# GIVEN EXERCISE
In the interview about sustainability in Indonesia, copy the passage from "Not at all, there" up to and including "always more that can be done.", but swap "greenhouse gases" for "carbon emissions".

# PAGE EXCERPT

++++++++++++++++++++

Indonesia has so much natural beauty that needs to be maintained and taken care of, it’s one of the most amazing things about this country. On the other hand, it’s also one of the most wasteful countries in the world. There is also that mindset that if you don’t directly see it or if its not directly affecting you, you don’t think about it. It’s all about education and raising awareness, which we think is happening around us. As a sustainable brand, we also made a conscious decision when we started this business to be mindful about what we are putting out into the world. We do our part to try to raise awareness and educate our customers on sustainability. There are great people in Indonesia who are actively taking steps to becoming more sustainable. From businesses to individuals, people are using less plastic, implementing zero waste, and using more and more natural ingredients and materials. NGOs are also raising awareness by engaging and empowering people through education. Recently, it was announced that single use plastic would be banned in Bali in 2019, we thought that it was a huge step in the right direction. Even though Indonesia is far from perfection, it’s heading in the right path.
Bagaimana Anda melihat kesadaran lingkungan ini diimplementasikan dalam lingkungan sekitar Anda?
Once you’re aware of the problem, you try to do as much as you can to be more careful and mindful about the decisions you make in your daily life. We’re only human and we cannot change everything all at once, but just the effort and making the conscious changes everyday is already a step in the right direction. Personally, the changes I have made include switching most of my store- bought products to natural products such as shampoos, soaps and my toothbrush. 70% of my wardrobe does not consist of any fast fashion items. By purchasing my clothes from smaller businesses, I invest money in quality clothes and shoes that will last me longer. I’m slowly trying to become 100%, but it takes time. We have seen a lot of companies in Indonesia that switched over to using bio-cassava bags and PLA products, even signs in coffee shops that say “we do not provide plastic straws, if you would like one you need to ask”. A lot of the changes we have seen has been in the food and beverage industry, but we think people tend to forget that fashion is just as big of a problem when it comes to waste, land and ocean pollution.
Menurut Anda, apakah upaya pemerintah Indonesia untuk menyikapi krisis lingkungan ini sudah cukup?
Not at all, there is more that can be done. We fly under the radar even though we are one of the biggest emitter of greenhouse gases. There is always more that can be done.
Secara individu, bagaimana anda bisa berkontribusi terhadap gerakan ramah lingkungan?

++++++++++++++++++++

# MATERIAL SHOWN
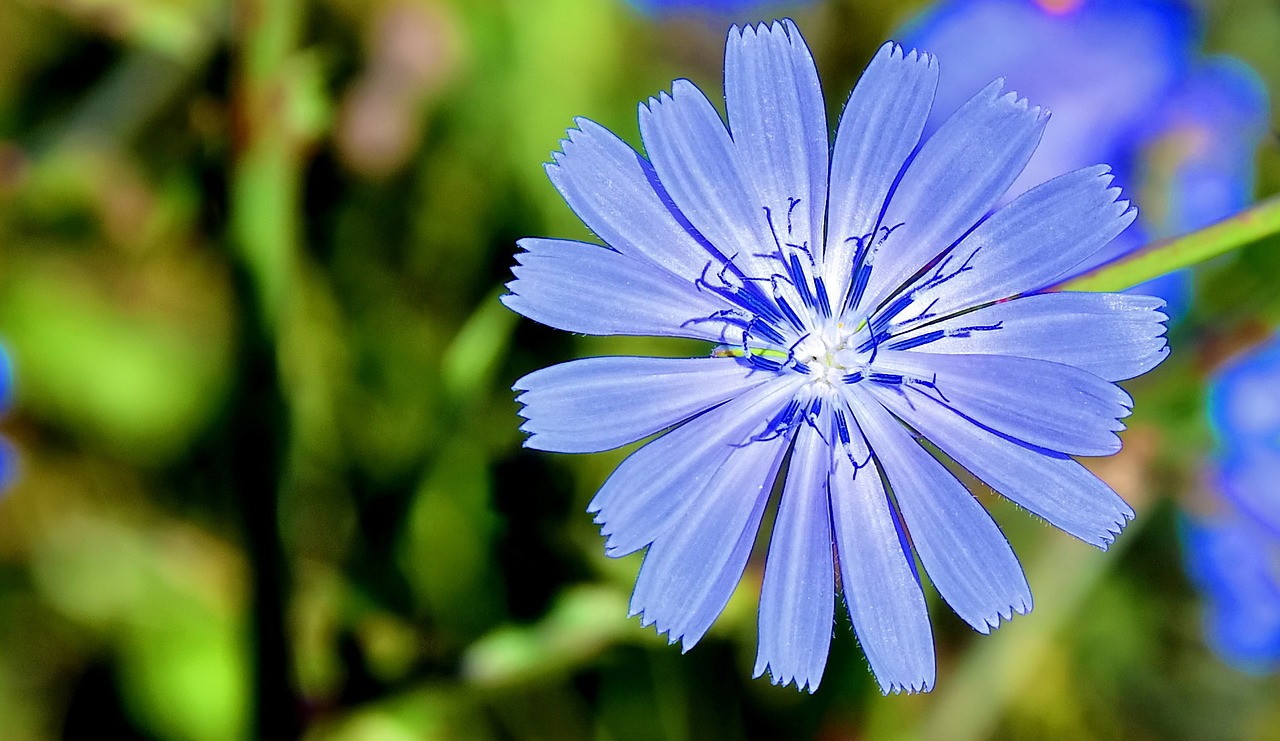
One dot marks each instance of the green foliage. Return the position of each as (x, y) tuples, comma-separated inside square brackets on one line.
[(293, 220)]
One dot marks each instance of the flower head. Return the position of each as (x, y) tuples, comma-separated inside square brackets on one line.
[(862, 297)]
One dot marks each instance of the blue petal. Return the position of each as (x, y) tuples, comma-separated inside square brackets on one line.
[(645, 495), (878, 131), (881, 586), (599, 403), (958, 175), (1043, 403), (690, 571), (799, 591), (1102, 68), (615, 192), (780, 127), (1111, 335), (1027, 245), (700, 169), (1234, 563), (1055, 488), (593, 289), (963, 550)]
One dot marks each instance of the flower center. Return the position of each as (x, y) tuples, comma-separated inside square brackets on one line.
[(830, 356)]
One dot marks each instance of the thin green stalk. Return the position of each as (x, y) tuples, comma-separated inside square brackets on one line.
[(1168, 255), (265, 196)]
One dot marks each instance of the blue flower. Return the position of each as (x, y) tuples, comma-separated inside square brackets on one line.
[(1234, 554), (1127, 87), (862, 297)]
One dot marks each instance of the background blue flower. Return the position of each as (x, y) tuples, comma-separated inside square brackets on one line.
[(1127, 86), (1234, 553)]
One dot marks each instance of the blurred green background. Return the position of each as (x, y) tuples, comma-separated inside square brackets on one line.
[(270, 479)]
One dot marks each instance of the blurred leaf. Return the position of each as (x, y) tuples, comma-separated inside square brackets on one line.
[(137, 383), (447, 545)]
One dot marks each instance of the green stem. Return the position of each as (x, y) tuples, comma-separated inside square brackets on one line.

++++++++++++++++++++

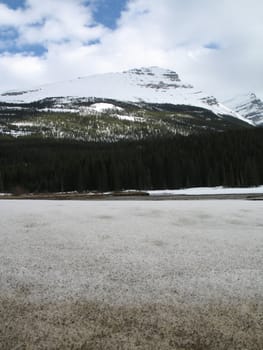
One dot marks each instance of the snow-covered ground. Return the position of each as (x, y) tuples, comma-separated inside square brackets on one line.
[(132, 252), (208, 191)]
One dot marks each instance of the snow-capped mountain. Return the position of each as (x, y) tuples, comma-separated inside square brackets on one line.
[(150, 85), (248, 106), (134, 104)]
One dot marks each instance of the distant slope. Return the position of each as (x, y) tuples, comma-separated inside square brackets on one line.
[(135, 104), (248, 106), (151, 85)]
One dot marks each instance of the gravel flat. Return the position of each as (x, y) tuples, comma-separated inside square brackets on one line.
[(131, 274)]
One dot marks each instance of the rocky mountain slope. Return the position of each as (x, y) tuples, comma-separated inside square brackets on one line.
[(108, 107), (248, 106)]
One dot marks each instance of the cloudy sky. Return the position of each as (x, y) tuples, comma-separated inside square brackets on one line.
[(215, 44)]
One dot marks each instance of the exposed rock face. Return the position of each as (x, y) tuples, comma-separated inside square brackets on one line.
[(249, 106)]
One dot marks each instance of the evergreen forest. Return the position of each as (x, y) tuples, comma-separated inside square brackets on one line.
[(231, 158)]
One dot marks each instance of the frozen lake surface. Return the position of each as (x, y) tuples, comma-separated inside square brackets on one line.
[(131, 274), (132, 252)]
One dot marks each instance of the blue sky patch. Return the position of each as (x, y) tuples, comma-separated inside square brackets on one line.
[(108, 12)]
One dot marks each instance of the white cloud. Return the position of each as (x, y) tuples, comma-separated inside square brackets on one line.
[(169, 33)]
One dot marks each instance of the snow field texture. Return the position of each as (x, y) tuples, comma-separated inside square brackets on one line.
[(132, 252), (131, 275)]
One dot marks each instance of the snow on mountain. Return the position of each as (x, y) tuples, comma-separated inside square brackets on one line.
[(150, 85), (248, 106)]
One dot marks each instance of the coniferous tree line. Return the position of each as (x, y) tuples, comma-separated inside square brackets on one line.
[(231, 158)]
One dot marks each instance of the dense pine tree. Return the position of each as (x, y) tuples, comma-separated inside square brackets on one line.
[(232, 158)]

++++++++++++++++++++

# SOLUTION FOR THIS PROBLEM
Not at all, there is more that can be done. We fly under the radar even though we are one of the biggest emitter of carbon emissions. There is always more that can be done.